_WRITTEN PROBLEM_. Number the rows below as a list, one line per item, and leave out the blank lines.

_SUPPLIED MATERIAL_.
— begin —

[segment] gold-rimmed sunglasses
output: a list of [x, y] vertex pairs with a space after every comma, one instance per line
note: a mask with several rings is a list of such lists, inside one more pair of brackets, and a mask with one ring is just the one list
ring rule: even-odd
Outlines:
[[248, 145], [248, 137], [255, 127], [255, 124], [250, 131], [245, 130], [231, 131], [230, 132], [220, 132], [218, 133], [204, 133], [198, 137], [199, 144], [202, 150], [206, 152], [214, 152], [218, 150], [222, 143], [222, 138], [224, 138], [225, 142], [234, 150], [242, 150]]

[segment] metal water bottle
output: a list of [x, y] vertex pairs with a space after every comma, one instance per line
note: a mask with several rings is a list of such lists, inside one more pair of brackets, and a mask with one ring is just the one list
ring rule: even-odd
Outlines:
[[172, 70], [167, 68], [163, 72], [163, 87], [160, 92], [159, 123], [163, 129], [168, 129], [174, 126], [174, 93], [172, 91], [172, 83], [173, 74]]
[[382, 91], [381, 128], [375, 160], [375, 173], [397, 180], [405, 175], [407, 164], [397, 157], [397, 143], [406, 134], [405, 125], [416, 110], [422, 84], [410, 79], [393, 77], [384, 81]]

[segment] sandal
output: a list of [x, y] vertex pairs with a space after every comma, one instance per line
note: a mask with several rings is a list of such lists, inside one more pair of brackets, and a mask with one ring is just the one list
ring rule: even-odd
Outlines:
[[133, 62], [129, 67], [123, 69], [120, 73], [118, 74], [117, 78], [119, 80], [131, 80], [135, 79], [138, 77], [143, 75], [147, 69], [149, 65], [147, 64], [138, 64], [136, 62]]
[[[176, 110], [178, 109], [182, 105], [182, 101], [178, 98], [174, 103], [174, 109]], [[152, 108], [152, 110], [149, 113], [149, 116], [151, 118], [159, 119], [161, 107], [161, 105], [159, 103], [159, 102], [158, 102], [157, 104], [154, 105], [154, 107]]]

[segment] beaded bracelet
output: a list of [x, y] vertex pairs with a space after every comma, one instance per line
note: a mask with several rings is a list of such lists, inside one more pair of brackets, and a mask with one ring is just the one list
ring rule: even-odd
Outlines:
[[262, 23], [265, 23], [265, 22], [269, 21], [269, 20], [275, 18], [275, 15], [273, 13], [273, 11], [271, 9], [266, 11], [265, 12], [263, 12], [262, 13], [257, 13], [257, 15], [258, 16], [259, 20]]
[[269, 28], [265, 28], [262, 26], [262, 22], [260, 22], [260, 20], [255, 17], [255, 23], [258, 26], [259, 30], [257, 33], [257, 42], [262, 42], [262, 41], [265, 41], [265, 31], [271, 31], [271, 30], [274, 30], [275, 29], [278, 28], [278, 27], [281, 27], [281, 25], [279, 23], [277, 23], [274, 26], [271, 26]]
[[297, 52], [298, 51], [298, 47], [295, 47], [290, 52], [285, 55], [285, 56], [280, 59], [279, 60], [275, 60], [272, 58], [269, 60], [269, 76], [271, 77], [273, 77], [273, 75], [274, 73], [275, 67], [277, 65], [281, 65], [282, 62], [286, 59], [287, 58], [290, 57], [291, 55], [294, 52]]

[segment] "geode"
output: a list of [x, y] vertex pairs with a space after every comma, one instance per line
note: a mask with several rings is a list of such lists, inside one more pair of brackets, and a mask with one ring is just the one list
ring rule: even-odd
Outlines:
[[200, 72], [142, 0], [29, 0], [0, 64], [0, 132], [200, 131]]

— end —

_FULL RESPONSE_.
1. [segment] gold-rimmed sunglasses
2. output: a list of [x, y] vertex pairs with a space after every comma, one instance per line
3. note: a mask with several rings is a list of such lists, inside one more pair of brackets, and a mask with one ring is just the one list
4. ring rule: even-odd
5. Outlines:
6. [[248, 145], [248, 137], [255, 127], [255, 124], [250, 131], [245, 130], [231, 131], [230, 132], [220, 132], [218, 133], [204, 133], [198, 137], [199, 144], [202, 150], [206, 152], [214, 152], [218, 150], [222, 143], [222, 138], [224, 138], [225, 142], [234, 150], [242, 150]]
7. [segment] metal water bottle
8. output: a list of [x, y] vertex pairs with a space after every comma, one instance per line
9. note: a mask with several rings is a list of such lists, inside one more pair of brackets, and a mask with one ring is just the one list
10. ring rule: even-odd
11. Outlines:
12. [[172, 70], [167, 68], [163, 72], [163, 87], [160, 92], [159, 123], [163, 129], [168, 129], [174, 126], [174, 93], [172, 91], [172, 83], [173, 74]]
13. [[382, 91], [381, 128], [375, 160], [375, 173], [397, 180], [405, 175], [407, 164], [397, 157], [397, 143], [406, 134], [405, 125], [416, 110], [422, 84], [410, 79], [393, 77], [384, 81]]
14. [segment] sandal
15. output: a list of [x, y] vertex pairs with a space after every comma, one instance per line
16. note: a mask with several rings is a list of such lists, inside one more pair of brackets, and a mask with one ring is just the one list
17. ring rule: even-odd
18. Outlines:
19. [[133, 62], [129, 67], [123, 69], [120, 73], [118, 74], [117, 78], [119, 80], [131, 80], [135, 79], [138, 77], [143, 75], [147, 69], [149, 65], [147, 64], [138, 64], [136, 62]]
20. [[[176, 110], [178, 109], [182, 105], [182, 101], [178, 98], [174, 103], [174, 109]], [[152, 108], [152, 110], [149, 113], [149, 116], [151, 118], [159, 119], [161, 107], [161, 105], [159, 103], [159, 102], [158, 102], [157, 104], [154, 105], [154, 107]]]
21. [segment] beaded bracelet
22. output: a list of [x, y] vertex pairs with a space after every comma, one instance per line
23. note: a mask with several rings is a list of such lists, inside one more pair of brackets, and a mask with one ring is just the one list
24. ring rule: even-odd
25. Outlines:
26. [[262, 23], [265, 23], [265, 22], [269, 21], [269, 20], [275, 18], [275, 15], [273, 13], [273, 11], [271, 9], [266, 11], [265, 12], [263, 12], [262, 13], [257, 13], [257, 15], [258, 16], [259, 20]]
27. [[269, 28], [265, 28], [262, 26], [262, 22], [260, 22], [260, 20], [255, 17], [255, 23], [258, 26], [259, 30], [257, 33], [257, 42], [262, 42], [262, 41], [265, 41], [265, 31], [271, 31], [271, 30], [274, 30], [275, 29], [278, 28], [278, 27], [281, 27], [281, 25], [279, 23], [277, 23], [274, 26], [271, 26]]
28. [[297, 52], [298, 51], [298, 47], [295, 47], [290, 52], [285, 55], [285, 56], [280, 59], [279, 60], [275, 60], [272, 58], [269, 60], [269, 76], [271, 77], [273, 77], [273, 75], [274, 73], [275, 67], [277, 65], [281, 65], [282, 62], [286, 59], [287, 58], [290, 57], [291, 55], [294, 52]]
29. [segment] "geode"
30. output: a list of [x, y] vertex pairs with a space after every comma, one instance per line
31. note: a mask with several rings is a list of such lists, inside one more pair of brackets, and a mask with one ring is just the one list
32. ring rule: even-odd
33. Outlines:
34. [[200, 72], [142, 0], [29, 0], [0, 64], [0, 132], [200, 131]]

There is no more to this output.